Could you repeat, word for word, every line from the one containing "Where can the roof gable" through the final line of the records below, and nothing else?
......
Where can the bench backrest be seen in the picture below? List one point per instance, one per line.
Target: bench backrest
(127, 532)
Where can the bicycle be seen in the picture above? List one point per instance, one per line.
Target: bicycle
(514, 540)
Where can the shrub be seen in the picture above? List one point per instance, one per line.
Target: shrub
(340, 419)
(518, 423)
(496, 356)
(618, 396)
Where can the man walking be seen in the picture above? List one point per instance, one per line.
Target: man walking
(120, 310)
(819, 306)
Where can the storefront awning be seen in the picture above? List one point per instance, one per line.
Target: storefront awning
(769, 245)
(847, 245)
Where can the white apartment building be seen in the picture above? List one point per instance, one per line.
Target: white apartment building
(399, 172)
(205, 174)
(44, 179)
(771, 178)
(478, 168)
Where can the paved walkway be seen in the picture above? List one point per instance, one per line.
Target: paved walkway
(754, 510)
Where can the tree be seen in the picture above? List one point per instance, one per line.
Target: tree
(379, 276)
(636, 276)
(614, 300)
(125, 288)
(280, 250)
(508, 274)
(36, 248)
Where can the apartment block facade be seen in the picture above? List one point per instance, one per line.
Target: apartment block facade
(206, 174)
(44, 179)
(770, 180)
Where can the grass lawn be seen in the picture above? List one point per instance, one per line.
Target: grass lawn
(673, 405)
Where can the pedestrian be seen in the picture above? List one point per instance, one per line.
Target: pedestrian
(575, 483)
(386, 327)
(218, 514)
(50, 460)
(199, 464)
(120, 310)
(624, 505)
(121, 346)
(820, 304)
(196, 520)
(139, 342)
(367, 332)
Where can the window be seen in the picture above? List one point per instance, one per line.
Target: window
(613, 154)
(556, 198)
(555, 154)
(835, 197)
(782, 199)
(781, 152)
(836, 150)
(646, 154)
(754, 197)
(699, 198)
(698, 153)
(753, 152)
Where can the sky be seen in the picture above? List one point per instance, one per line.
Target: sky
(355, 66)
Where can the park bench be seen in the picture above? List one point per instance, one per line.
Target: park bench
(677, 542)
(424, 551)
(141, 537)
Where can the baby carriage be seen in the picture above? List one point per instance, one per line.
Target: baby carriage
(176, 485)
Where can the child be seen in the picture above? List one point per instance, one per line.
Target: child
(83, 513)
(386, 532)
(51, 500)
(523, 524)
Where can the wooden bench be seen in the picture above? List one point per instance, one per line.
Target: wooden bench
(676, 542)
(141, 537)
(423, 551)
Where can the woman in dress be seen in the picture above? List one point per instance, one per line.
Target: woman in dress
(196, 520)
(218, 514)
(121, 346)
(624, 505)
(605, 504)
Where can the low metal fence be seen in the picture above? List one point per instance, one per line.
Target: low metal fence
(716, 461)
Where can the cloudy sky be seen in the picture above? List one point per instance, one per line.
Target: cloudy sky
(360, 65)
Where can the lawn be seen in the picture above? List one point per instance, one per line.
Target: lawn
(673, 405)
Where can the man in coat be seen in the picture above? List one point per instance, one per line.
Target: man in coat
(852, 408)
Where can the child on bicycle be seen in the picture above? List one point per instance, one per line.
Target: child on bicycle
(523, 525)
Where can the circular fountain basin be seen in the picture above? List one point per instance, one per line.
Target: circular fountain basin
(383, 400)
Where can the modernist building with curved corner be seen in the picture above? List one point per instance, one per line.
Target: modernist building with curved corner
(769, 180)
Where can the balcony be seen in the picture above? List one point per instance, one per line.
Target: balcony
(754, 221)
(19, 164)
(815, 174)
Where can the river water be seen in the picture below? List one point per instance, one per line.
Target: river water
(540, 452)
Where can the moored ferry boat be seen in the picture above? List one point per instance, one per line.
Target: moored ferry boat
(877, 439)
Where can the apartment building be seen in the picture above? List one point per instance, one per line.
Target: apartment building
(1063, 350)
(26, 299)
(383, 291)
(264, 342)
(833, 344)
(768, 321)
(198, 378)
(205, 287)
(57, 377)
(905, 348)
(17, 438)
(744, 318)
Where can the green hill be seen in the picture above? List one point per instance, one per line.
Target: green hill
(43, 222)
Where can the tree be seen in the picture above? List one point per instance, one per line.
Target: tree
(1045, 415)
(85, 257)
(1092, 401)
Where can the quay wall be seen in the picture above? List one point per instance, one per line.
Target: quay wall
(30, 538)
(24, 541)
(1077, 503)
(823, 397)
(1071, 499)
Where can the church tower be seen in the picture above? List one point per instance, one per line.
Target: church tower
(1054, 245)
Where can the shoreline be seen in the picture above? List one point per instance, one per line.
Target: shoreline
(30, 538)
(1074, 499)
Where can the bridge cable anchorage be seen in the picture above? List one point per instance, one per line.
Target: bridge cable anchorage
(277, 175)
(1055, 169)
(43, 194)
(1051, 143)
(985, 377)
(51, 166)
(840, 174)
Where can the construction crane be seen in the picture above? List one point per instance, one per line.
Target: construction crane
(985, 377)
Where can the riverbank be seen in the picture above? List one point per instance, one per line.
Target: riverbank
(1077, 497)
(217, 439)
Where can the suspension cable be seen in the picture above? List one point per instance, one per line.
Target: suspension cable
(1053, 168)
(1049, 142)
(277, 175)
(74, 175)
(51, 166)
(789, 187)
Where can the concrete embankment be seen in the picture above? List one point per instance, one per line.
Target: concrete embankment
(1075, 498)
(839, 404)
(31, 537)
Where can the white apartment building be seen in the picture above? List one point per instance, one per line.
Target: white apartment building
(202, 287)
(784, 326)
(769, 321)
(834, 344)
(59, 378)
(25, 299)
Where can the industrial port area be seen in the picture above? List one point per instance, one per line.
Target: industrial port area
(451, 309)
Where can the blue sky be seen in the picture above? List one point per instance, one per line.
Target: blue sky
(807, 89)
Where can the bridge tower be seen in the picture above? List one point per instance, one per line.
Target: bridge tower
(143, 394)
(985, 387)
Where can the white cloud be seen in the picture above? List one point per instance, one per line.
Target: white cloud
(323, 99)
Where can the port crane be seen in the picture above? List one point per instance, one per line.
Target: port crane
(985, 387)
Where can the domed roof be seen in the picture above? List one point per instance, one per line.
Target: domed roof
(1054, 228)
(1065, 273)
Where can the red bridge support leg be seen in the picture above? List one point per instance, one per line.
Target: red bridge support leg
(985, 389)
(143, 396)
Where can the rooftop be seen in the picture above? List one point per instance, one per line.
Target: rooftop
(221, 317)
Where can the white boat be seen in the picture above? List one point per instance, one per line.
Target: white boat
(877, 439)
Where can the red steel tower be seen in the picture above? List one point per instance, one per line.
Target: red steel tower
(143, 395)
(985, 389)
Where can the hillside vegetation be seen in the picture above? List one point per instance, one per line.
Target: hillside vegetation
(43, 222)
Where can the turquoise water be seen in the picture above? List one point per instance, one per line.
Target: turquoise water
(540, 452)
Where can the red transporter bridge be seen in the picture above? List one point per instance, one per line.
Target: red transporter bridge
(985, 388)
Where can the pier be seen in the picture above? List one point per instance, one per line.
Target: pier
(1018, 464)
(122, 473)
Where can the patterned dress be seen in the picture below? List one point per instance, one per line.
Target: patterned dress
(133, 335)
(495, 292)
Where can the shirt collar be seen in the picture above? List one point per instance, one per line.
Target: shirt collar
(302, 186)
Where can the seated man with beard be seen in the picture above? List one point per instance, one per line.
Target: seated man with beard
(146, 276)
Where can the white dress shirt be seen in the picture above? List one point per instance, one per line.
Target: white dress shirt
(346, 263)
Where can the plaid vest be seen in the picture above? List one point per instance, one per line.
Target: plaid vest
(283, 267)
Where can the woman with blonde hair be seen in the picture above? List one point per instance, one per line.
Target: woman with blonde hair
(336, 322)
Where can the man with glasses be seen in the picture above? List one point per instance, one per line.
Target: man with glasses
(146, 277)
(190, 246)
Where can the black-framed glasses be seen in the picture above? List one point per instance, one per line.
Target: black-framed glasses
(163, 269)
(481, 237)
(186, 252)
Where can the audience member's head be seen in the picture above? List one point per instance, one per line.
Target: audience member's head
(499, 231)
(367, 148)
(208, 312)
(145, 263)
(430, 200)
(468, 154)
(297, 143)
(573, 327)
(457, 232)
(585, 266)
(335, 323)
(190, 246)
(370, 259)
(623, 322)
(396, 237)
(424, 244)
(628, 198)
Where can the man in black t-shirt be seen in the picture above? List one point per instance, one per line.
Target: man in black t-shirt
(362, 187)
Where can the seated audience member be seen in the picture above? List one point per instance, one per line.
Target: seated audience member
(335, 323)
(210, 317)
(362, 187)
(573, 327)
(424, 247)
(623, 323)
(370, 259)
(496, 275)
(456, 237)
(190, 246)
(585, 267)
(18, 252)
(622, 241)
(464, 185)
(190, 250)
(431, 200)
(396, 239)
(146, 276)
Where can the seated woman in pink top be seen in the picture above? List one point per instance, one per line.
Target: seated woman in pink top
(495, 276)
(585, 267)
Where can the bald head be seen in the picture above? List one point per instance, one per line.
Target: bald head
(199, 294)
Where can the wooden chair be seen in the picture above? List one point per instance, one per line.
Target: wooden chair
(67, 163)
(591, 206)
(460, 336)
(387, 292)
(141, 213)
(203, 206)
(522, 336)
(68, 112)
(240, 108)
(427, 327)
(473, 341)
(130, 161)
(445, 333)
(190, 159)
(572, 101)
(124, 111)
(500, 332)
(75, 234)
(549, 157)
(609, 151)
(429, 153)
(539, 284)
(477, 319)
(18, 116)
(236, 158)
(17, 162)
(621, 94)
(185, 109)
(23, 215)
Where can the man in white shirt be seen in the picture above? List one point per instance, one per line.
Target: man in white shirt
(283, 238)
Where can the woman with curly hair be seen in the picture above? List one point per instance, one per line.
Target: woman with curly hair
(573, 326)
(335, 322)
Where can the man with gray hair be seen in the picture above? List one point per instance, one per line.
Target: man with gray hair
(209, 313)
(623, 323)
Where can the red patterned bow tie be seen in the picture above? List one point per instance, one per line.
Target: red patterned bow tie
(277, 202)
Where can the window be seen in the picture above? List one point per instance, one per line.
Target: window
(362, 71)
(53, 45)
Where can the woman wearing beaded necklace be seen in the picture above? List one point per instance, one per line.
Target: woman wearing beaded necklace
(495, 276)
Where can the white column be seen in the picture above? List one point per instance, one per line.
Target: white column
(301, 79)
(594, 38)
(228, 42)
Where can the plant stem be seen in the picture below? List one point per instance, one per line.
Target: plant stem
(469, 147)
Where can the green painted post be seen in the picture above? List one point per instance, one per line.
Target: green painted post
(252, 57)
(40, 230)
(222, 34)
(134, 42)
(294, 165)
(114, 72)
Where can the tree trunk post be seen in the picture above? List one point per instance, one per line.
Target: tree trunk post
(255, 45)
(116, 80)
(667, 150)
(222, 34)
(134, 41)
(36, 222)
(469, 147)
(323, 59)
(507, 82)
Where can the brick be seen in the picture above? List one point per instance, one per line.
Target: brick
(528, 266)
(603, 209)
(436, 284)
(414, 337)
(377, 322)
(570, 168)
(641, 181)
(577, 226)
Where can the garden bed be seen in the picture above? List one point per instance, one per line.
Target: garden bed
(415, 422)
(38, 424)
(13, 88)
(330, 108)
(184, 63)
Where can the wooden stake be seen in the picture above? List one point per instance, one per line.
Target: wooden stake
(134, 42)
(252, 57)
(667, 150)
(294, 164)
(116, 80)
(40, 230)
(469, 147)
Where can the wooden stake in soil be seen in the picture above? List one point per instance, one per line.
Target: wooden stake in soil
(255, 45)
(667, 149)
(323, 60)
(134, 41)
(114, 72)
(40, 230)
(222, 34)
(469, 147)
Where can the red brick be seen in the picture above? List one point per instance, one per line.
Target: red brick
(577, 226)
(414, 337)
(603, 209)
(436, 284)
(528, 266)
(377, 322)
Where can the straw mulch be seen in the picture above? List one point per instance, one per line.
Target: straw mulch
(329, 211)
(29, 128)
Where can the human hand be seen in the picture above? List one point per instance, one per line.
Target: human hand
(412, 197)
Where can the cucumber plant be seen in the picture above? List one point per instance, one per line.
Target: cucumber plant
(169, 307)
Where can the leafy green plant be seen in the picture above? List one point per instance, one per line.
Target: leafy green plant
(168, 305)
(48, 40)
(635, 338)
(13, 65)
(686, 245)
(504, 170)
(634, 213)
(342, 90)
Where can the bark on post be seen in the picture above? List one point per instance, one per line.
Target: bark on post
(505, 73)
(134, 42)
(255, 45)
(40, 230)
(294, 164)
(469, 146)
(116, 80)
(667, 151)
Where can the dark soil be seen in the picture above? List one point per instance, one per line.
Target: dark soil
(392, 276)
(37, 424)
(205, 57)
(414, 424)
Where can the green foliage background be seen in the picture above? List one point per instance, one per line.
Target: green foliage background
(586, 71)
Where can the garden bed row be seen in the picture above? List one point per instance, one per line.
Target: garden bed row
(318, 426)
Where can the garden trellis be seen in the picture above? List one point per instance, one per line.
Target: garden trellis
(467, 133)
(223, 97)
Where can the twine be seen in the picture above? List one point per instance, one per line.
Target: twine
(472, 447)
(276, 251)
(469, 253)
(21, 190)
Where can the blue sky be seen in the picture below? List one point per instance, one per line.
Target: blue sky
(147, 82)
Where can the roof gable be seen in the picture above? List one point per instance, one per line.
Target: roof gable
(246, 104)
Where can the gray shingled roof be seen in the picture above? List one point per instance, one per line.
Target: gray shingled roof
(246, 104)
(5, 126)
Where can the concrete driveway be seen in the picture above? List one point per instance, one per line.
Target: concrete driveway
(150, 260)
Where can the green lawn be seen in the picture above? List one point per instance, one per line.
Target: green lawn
......
SOLUTION TO THIS TASK
Where can the roof gable be seen in the picture above? List one point per instance, one per line.
Target: roof gable
(246, 104)
Where can the gray shingled roof be seen in the picture above? List one point per instance, one per line.
Target: gray shingled roof
(246, 104)
(5, 126)
Where can the concrete driveway be seen in the picture above? List one point per instance, one per line.
Target: concrete driveway
(150, 260)
Where can the green lawn be seen in the picture above? List one point per instance, one per line.
Target: green lawn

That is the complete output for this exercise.